**TEXTE SOURCE:**
---

Boris Vallaud et Fatiha Keloua-Hachi, tous deux députés du Parti Socialiste, déposent aujourd’hui une Proposition de Loi au Parlement en faveur de la mixité sociale. Allocation des moyens en fonction de l’IPS dans le public, mais aussi dans l’enseignement privé sous contrat et création de commissions départementales pour la mixité scolaire sont au programme de celle-ci. Boris Vallaud, député et président du groupe PS à l’Assemblée, répond aux questions du Café pédagogique.
Vous avez déposé aujourd’hui une proposition de loi en faveur de la mixité sociale. Que proposez-vous pour une plus grande mixité ?
Tout d’abord, pourquoi cette proposition : en 2021, 10% des 7 000 collèges concentrent à eux seuls près de 60% des enfants ouvriers, alors que les 10% des collèges les plus favorisés en accueillent moins de 15%. Il y a une puissante ségrégation scolaire dans notre pays et personne ne peut s’y résoudre. Nous proposons trois articles pour y répondre. Le premier vise à pondérer plus fortement qu’aujourd’hui le critère d’IPS – Indice de Position Sociale – dans l’allocation des moyens attribués aux établissements du premier et second degré. Deuxième article, cette pondération doit s’appliquer à l’ensemble des établissements financés par l’État, les établissements publics et privés. On pense que les établissements privés doivent participer à cet effort pour faire converger leurs IPS avec ceux des écoles, collèges et lycées publics. Le dernier article fixe le cadre dans lequel seraient constituées des commissions départementales pour la mixité scolaire. À charge pour ces commissions de fixer des objectifs de mixité sociale pour les établissements scolaires de leur territoire et de co-construire, avec toutes les parties prenantes un projet de territoire pour atteindre les objectifs ainsi fixés.

---

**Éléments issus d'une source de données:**
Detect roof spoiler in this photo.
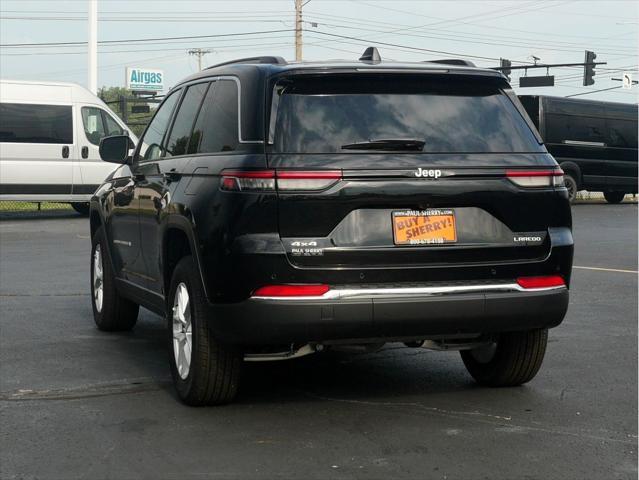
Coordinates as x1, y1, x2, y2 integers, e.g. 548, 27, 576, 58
205, 56, 287, 70
359, 47, 382, 63
423, 58, 477, 67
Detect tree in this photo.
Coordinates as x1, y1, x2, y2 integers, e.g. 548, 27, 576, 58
98, 87, 155, 137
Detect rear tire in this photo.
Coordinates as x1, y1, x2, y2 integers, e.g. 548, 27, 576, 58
564, 172, 579, 203
167, 256, 243, 406
604, 192, 626, 203
91, 227, 140, 332
71, 202, 90, 217
461, 329, 548, 387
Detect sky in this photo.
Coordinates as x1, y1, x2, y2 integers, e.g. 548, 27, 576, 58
0, 0, 639, 102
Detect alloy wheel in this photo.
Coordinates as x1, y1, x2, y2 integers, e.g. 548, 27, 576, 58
173, 283, 193, 380
93, 244, 104, 313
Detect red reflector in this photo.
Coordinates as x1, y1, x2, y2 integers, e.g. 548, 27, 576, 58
517, 275, 566, 288
506, 168, 564, 177
222, 170, 275, 178
253, 285, 330, 297
277, 170, 342, 180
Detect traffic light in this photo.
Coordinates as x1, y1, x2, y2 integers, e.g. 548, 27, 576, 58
499, 58, 512, 82
584, 50, 597, 86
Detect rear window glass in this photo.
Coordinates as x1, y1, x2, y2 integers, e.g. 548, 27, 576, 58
0, 103, 73, 144
271, 76, 543, 153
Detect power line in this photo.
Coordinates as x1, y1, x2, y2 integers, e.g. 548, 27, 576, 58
308, 13, 634, 52
309, 17, 630, 55
0, 28, 294, 48
565, 85, 621, 98
309, 30, 499, 61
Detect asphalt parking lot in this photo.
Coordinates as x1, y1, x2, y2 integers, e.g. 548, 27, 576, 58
0, 204, 637, 480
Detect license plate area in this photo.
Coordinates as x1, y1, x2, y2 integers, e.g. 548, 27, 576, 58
392, 208, 457, 246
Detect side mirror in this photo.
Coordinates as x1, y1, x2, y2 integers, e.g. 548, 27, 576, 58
100, 135, 135, 164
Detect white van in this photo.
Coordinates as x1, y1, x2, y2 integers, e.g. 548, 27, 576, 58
0, 80, 137, 213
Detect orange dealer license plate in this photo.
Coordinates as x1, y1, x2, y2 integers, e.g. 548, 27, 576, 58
393, 208, 457, 245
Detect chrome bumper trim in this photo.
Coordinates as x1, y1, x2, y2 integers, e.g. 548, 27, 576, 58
251, 283, 566, 302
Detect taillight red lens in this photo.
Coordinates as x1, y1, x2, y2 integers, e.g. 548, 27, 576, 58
276, 170, 342, 190
517, 275, 566, 289
220, 170, 275, 192
506, 168, 564, 187
220, 170, 342, 192
253, 285, 330, 297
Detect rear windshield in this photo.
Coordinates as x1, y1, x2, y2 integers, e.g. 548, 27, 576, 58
270, 75, 544, 153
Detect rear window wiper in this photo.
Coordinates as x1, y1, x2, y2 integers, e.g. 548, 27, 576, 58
342, 138, 426, 152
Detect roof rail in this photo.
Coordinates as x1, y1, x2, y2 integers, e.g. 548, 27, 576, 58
424, 58, 477, 67
205, 56, 286, 70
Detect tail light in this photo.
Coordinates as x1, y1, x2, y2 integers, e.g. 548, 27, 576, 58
253, 285, 330, 297
517, 275, 566, 290
221, 170, 342, 192
221, 170, 275, 192
506, 168, 564, 188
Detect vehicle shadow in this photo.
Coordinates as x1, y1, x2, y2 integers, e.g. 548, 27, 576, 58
104, 311, 477, 405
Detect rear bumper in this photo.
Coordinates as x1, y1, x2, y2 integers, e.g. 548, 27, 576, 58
211, 284, 568, 345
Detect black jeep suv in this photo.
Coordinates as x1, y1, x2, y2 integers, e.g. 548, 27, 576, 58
91, 52, 573, 405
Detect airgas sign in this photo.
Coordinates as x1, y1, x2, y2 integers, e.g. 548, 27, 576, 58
126, 67, 164, 92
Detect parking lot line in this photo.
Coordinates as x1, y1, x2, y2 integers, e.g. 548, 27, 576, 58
572, 265, 639, 273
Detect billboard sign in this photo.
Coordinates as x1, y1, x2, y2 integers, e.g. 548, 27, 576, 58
126, 67, 164, 92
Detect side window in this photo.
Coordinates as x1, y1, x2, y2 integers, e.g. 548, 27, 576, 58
82, 107, 106, 145
102, 110, 124, 137
546, 113, 606, 143
137, 90, 181, 161
0, 103, 73, 144
189, 80, 239, 153
166, 83, 209, 157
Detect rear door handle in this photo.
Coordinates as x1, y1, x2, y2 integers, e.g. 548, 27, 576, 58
162, 172, 182, 183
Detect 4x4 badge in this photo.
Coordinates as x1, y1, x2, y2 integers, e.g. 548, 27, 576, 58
415, 167, 442, 179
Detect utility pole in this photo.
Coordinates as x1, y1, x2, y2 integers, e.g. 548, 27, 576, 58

---

**CONSIGNES DE L'EXERCICE:**
a: Dans l'entretien sur la mixité sociale, pourquoi la pondération par l'IPS doit-elle aussi s'appliquer aux établissements privés ? Répondez en une à trois phrases.
b: Extrayez de l'entretien sur la mixité sociale tout ce qui va de « Boris Vallaud et » jusqu'à « grande mixité ? ».

**CORRIGÉ:**
a: Les établissements privés sont eux aussi financés par l'État. Selon Boris Vallaud, ils doivent donc participer à l'effort afin de faire converger leurs IPS avec ceux des écoles, collèges et lycées publics.

b:
Boris Vallaud et Fatiha Keloua-Hachi, tous deux députés du Parti Socialiste, déposent aujourd’hui une Proposition de Loi au Parlement en faveur de la mixité sociale. Allocation des moyens en fonction de l’IPS dans le public, mais aussi dans l’enseignement privé sous contrat et création de commissions départementales pour la mixité scolaire sont au programme de celle-ci. Boris Vallaud, député et président du groupe PS à l’Assemblée, répond aux questions du Café pédagogique.
Vous avez déposé aujourd’hui une proposition de loi en faveur de la mixité sociale. Que proposez-vous pour une plus grande mixité ?